> Work to do:
[A] According to the essay on revision, how many times did Hemingway rewrite the last page of A Farewell to Arms?
[B] Repeat word for word the part of the essay on revision that opens with the words containing "by Sandra Parshall" and closes with "course, add: Duh.".
[C] Carry on writing the essay on revision, picking up right after its last paragraph.

> Extract to read:

* * * * * * * * *

Different Routes to The End


by Sandra Parshall  

Ernest Hemingway once told an interviewer that he rewrote the last page of A Farewell to Arms 39 times before he was satisfied. The interviewer asked what it was that stumped him for so long. Hemingway replied, “Getting the words right.” He did not, of course, add: Duh.

That’s all revision involves: getting the words right. So simple.


But every writer goes about it in a slightly different way, and I find those variations endlessly fascinating. Recently, when I did a library program with several writer friends I’ve known for years, I was thunderstruck by Ellen Crosby’s revelation that she literally starts over with each new draft. As in blank screen. As in not reworking what was in the previous draft. No cutting and pasting, made so easy by the use of a computer. Each draft is a fresh version of the story. “It’s like writing three books a year,” she said.

Now that’s a really different approach.

But why? Why would any author engage in such exquisite self-torture? Because it works for her. I can’t argue with the results. Her Virginia Wine Country Mysteries (The Sauvignon Secret is next, in August) certainly don’t read as if they were produced under torturous conditions. The very thought of working that way makes me feel faint, but that’s Ellen’s approach to revision, and who am I to question it?

Some writers revise as they go, and when they leave a chapter it is finished. To do this, you have to be sure of the story’s direction, positive you have the characters just right. For a lot of mystery writers that wouldn’t work, because our plots have a tendency to grow tentacles that reach into previously unsuspected places, and if we tie ourselves too rigidly to a preconceived outline we’ll miss the good stuff that makes a story special. So we may do a certain amount of planning and outlining, then turn our imaginations loose on the characters and story and go back to clean it up – revise it – after we have a complete draft.

* * * * * * * * *

> Recorded information:
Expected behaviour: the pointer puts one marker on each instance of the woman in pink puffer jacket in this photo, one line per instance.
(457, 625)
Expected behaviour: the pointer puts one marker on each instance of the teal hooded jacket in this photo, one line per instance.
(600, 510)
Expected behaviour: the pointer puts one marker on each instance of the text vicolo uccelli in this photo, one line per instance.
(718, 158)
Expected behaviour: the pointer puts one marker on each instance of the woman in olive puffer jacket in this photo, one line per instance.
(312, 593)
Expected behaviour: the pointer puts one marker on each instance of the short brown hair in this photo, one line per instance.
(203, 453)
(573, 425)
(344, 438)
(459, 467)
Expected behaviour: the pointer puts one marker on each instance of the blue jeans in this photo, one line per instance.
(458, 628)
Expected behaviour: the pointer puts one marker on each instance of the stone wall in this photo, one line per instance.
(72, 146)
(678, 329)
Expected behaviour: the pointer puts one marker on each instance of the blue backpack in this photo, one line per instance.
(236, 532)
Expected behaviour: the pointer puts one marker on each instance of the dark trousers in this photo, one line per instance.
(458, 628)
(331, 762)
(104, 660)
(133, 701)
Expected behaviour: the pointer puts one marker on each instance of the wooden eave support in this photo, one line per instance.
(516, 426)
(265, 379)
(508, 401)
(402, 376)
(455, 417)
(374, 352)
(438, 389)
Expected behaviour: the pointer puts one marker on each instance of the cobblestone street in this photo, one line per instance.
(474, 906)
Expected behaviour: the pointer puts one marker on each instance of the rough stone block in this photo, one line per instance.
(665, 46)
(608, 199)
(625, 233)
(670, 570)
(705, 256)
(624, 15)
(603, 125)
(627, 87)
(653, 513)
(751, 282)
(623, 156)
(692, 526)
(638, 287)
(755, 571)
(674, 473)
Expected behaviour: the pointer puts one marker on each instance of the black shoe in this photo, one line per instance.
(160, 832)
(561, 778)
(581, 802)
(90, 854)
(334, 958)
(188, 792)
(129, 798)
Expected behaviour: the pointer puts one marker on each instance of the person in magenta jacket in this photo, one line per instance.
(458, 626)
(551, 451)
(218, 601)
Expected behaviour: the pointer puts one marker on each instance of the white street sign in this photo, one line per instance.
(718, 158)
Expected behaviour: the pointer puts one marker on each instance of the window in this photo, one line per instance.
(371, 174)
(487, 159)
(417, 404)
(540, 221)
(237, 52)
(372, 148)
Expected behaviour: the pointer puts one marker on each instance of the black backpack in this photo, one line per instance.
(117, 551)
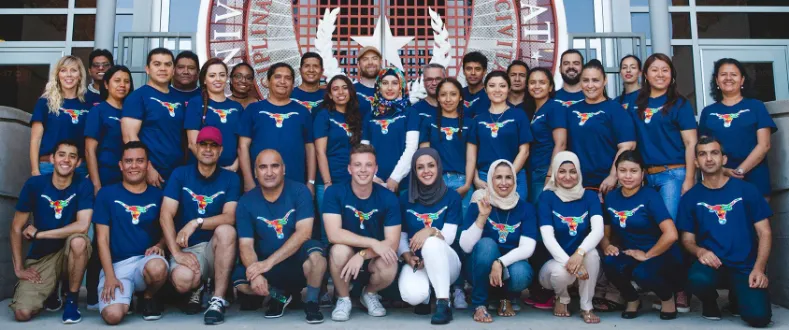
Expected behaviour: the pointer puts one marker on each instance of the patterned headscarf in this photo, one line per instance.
(380, 104)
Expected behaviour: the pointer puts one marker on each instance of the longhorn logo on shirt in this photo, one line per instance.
(344, 126)
(308, 104)
(649, 112)
(585, 116)
(170, 106)
(427, 218)
(222, 113)
(74, 114)
(721, 209)
(58, 205)
(503, 229)
(623, 215)
(278, 224)
(361, 215)
(202, 200)
(729, 117)
(567, 104)
(448, 131)
(572, 222)
(495, 127)
(136, 211)
(279, 117)
(384, 123)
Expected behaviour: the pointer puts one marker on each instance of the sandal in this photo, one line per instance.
(589, 317)
(481, 315)
(505, 308)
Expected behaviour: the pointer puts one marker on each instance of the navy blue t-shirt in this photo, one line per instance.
(449, 141)
(548, 118)
(571, 221)
(201, 197)
(659, 135)
(226, 116)
(735, 127)
(568, 99)
(722, 220)
(162, 117)
(499, 136)
(363, 217)
(133, 219)
(388, 133)
(332, 126)
(52, 208)
(286, 129)
(506, 227)
(636, 219)
(417, 216)
(272, 224)
(477, 103)
(104, 126)
(594, 131)
(69, 124)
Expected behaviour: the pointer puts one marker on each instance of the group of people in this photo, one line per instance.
(503, 185)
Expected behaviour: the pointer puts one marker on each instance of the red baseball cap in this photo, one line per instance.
(210, 133)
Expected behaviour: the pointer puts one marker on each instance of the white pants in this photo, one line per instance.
(442, 268)
(555, 277)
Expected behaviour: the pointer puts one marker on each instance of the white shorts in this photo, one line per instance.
(130, 273)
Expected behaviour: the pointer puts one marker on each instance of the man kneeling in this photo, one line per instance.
(274, 223)
(362, 220)
(129, 240)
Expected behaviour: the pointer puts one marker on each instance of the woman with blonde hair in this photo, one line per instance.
(59, 114)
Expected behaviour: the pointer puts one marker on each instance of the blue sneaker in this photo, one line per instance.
(71, 313)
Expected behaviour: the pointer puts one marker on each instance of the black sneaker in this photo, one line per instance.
(710, 311)
(215, 314)
(277, 305)
(313, 311)
(151, 310)
(53, 302)
(193, 305)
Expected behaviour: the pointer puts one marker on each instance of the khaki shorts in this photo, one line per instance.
(31, 296)
(205, 257)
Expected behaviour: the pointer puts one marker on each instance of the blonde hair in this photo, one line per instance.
(53, 91)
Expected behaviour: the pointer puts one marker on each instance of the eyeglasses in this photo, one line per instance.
(239, 76)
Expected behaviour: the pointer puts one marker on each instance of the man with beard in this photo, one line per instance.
(129, 239)
(278, 257)
(724, 224)
(432, 74)
(570, 67)
(187, 68)
(309, 93)
(475, 67)
(197, 219)
(61, 205)
(99, 61)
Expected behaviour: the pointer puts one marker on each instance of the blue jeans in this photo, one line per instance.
(522, 189)
(754, 304)
(669, 184)
(537, 183)
(485, 252)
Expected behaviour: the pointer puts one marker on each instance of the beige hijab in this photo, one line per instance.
(566, 195)
(501, 202)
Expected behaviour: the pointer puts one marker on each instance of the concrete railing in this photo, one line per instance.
(778, 158)
(14, 170)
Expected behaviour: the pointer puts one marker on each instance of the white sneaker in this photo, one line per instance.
(459, 300)
(342, 311)
(373, 304)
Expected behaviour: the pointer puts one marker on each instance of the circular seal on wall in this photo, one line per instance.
(264, 32)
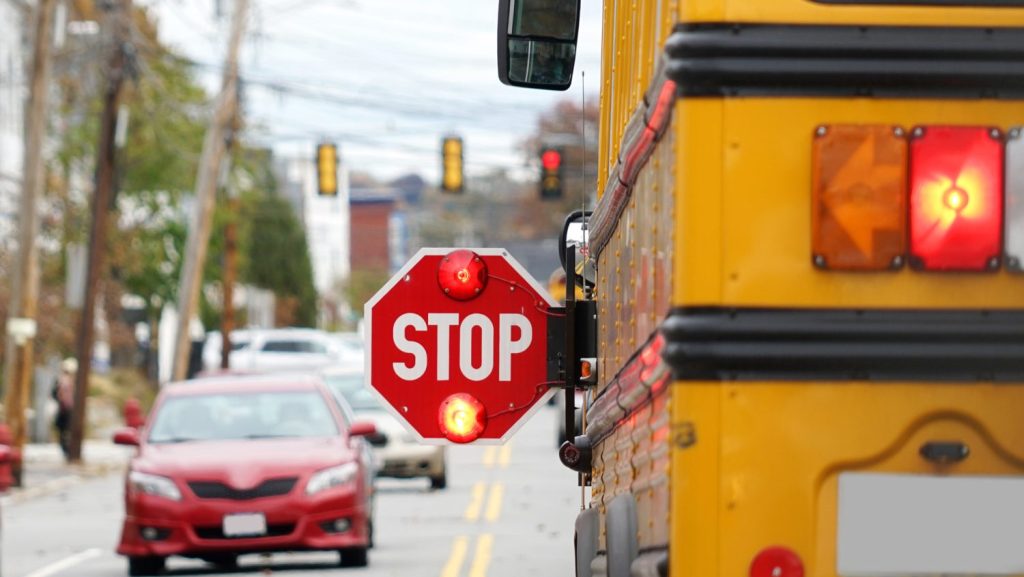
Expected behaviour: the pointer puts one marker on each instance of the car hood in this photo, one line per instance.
(384, 421)
(243, 463)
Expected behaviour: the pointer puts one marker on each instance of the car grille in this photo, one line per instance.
(217, 532)
(215, 490)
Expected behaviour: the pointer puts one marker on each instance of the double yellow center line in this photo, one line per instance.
(482, 503)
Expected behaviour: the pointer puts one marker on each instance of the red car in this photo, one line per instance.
(245, 464)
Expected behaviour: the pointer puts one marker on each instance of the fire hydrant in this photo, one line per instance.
(8, 455)
(133, 413)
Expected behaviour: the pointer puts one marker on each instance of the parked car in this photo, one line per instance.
(240, 464)
(398, 452)
(273, 349)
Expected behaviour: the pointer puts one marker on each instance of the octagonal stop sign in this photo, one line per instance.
(457, 344)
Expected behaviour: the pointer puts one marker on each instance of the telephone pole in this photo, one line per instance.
(118, 69)
(25, 288)
(214, 148)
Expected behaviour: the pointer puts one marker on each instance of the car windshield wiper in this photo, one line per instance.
(174, 440)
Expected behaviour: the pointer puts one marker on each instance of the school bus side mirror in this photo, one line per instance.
(537, 42)
(576, 236)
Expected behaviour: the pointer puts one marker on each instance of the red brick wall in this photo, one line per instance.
(369, 236)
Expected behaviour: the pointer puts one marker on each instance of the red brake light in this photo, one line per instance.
(776, 562)
(462, 417)
(955, 198)
(462, 275)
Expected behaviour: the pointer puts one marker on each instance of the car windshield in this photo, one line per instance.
(354, 390)
(243, 415)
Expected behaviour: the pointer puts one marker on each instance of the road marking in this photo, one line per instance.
(454, 565)
(475, 502)
(505, 456)
(67, 563)
(481, 559)
(488, 456)
(495, 502)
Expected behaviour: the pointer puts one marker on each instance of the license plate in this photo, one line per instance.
(245, 525)
(911, 525)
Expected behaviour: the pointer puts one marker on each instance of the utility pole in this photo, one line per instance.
(25, 289)
(118, 69)
(230, 253)
(214, 148)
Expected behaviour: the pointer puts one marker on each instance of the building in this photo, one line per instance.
(371, 236)
(326, 219)
(14, 50)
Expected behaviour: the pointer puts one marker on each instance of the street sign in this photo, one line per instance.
(457, 345)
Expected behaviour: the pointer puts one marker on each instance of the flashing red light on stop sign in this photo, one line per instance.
(462, 275)
(460, 366)
(955, 198)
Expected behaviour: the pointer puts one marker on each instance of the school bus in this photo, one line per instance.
(808, 244)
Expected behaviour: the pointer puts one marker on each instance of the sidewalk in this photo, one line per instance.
(45, 470)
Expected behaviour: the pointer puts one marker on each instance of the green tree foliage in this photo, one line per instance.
(279, 259)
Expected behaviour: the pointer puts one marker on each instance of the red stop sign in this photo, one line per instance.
(457, 344)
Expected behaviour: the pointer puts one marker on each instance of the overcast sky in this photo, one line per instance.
(384, 79)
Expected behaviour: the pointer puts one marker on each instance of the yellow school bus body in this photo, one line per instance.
(719, 216)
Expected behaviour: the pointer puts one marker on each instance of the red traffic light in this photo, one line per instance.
(462, 417)
(462, 275)
(551, 159)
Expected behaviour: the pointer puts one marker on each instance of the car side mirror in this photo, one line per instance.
(363, 428)
(126, 436)
(537, 41)
(576, 235)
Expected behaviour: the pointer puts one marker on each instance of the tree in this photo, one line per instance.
(279, 260)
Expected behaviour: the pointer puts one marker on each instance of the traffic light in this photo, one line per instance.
(327, 169)
(452, 177)
(551, 173)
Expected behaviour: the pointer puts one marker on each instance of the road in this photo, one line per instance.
(508, 511)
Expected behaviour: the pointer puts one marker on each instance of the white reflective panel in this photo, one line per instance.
(911, 525)
(1015, 200)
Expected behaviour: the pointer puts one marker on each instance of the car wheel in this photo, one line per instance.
(139, 566)
(439, 482)
(354, 557)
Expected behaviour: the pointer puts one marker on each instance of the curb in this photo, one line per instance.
(86, 472)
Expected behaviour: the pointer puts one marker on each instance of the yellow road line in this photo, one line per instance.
(482, 557)
(488, 456)
(475, 502)
(505, 456)
(495, 502)
(454, 565)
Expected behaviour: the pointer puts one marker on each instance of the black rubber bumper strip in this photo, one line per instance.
(739, 59)
(820, 344)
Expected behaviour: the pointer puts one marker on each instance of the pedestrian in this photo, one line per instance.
(64, 394)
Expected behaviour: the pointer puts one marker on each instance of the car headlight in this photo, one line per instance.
(154, 485)
(334, 477)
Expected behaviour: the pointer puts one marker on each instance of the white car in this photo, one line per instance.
(398, 453)
(274, 349)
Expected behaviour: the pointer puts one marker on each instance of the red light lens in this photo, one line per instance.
(551, 160)
(462, 275)
(462, 418)
(955, 198)
(776, 562)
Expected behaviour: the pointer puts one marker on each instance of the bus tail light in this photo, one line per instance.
(462, 417)
(1015, 201)
(859, 192)
(776, 562)
(955, 198)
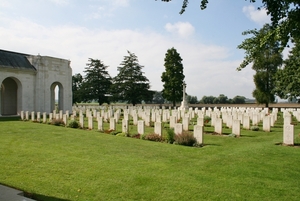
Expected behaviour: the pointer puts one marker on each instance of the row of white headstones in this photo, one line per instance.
(234, 118)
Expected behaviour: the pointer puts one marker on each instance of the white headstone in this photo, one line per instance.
(100, 124)
(266, 124)
(141, 127)
(125, 126)
(288, 134)
(178, 129)
(90, 122)
(198, 133)
(218, 126)
(112, 124)
(236, 127)
(158, 128)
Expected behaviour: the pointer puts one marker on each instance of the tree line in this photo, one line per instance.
(263, 50)
(130, 85)
(221, 99)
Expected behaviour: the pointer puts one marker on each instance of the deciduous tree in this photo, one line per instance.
(97, 82)
(285, 17)
(266, 61)
(287, 79)
(131, 84)
(77, 81)
(173, 76)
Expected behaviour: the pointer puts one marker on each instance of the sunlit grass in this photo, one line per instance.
(58, 163)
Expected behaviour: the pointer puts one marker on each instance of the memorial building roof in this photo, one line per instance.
(15, 60)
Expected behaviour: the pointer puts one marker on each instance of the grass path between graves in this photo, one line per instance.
(57, 163)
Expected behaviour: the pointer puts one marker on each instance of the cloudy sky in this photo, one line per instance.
(76, 30)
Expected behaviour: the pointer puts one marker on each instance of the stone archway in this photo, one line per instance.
(10, 96)
(60, 101)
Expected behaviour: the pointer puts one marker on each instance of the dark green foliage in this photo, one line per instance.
(57, 122)
(158, 98)
(206, 119)
(173, 77)
(287, 84)
(73, 124)
(266, 61)
(254, 128)
(284, 16)
(192, 99)
(77, 81)
(130, 84)
(153, 137)
(97, 82)
(238, 100)
(221, 99)
(170, 137)
(186, 139)
(207, 99)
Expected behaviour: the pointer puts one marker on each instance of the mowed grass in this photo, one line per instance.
(56, 163)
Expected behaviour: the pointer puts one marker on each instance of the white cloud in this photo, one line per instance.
(60, 2)
(120, 3)
(207, 68)
(258, 16)
(106, 8)
(183, 29)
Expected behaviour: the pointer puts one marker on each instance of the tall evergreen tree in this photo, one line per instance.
(266, 61)
(97, 82)
(173, 77)
(77, 81)
(130, 84)
(287, 79)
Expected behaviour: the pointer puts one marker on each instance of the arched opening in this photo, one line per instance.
(10, 96)
(57, 93)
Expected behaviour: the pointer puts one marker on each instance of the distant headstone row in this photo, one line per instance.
(233, 117)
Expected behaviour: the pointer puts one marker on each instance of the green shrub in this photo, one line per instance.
(115, 132)
(57, 122)
(185, 139)
(73, 124)
(153, 137)
(121, 134)
(170, 136)
(254, 128)
(206, 119)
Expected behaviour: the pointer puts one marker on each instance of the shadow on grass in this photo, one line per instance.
(10, 118)
(39, 197)
(211, 144)
(247, 135)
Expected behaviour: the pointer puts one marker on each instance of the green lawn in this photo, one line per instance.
(57, 163)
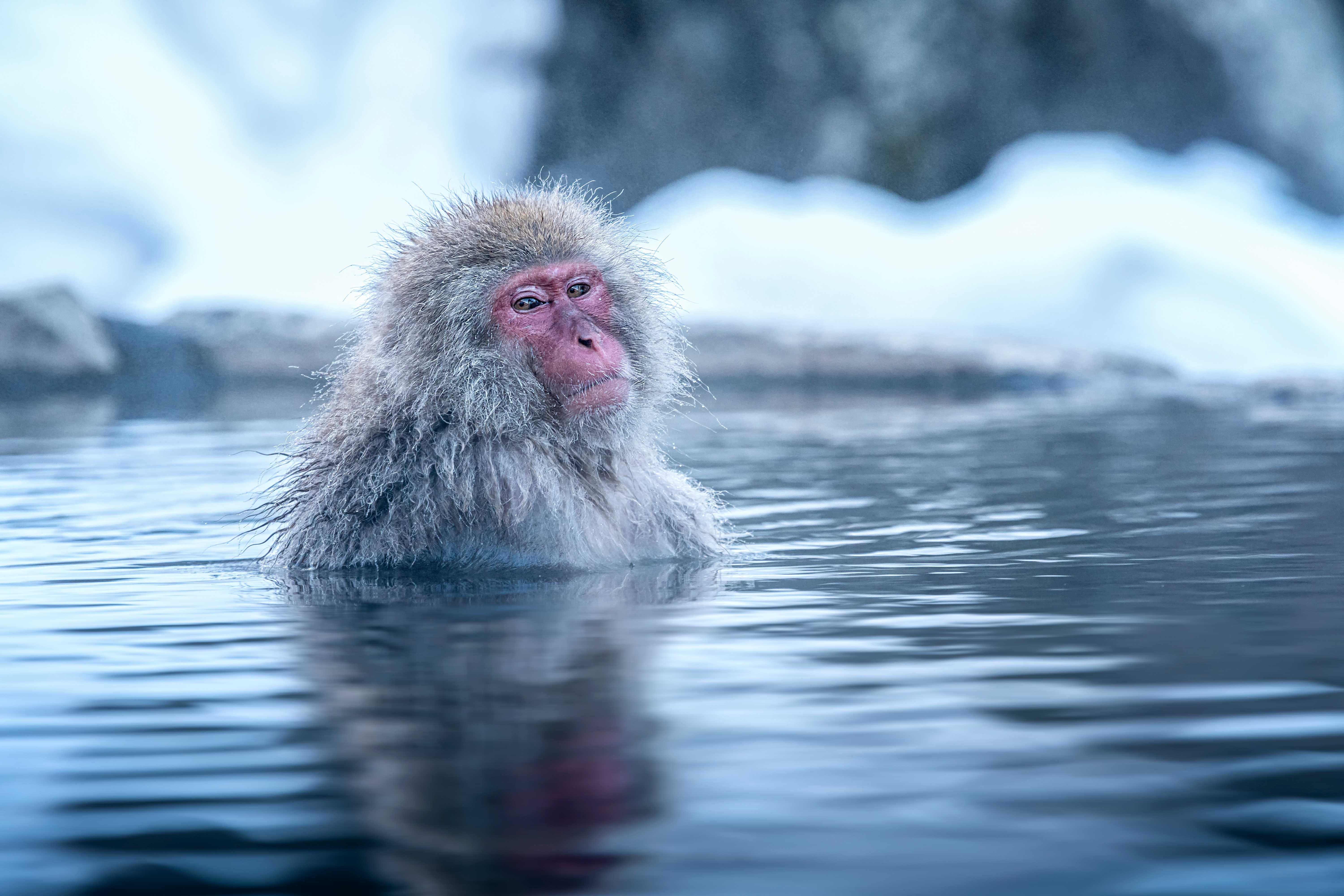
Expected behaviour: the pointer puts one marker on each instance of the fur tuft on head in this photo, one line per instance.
(439, 444)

* * * * * * * * *

> Answers in order:
[A] 39 times.

[B]
by Sandra Parshall  

Ernest Hemingway once told an interviewer that he rewrote the last page of A Farewell to Arms 39 times before he was satisfied. The interviewer asked what it was that stumped him for so long. Hemingway replied, “Getting the words right.” He did not, of course, add: Duh.

[C]
Some mystery writers are truly brave souls and leave essential research for the second draft. That can wreak havoc when they discover a fatal, so to speak, flaw in their choice of murder weapon or location and have to come up with something totally different.And if they change their minds about who the killer is, they have to comb the manuscript for references and clues that must be altered.

Personally, I enjoy revision. It’s the first draft that I hate. The single most terrifying time in writing a book is the moment when I sit at the computer and tell myself that I must begin. I have to write something, anything. One sentence. GET STARTED. I type out a sentence and sit there in despair, certain this is the only sentence I will be able to produce. But I keep going. I refuse to worry about typos, about unfinished thoughts, about paragraphs that don’t make sense. I will fix all that later, and I will enjoy doing it. Out of this mess I will carve a novel. But first I have to create the mess.

P.D. James once made a statement that I find more than a little spooky because it puts into words a feeling I’ve always had about my own writing: “It's as if the characters exist already, their story, everything about them is in some limbo of my imagination and I'm getting in touch with them and getting the story down in black and white, rather than inventing any of it. So it does feel as if it's a process of revelation rather than creation and one which is not really within my own volition.”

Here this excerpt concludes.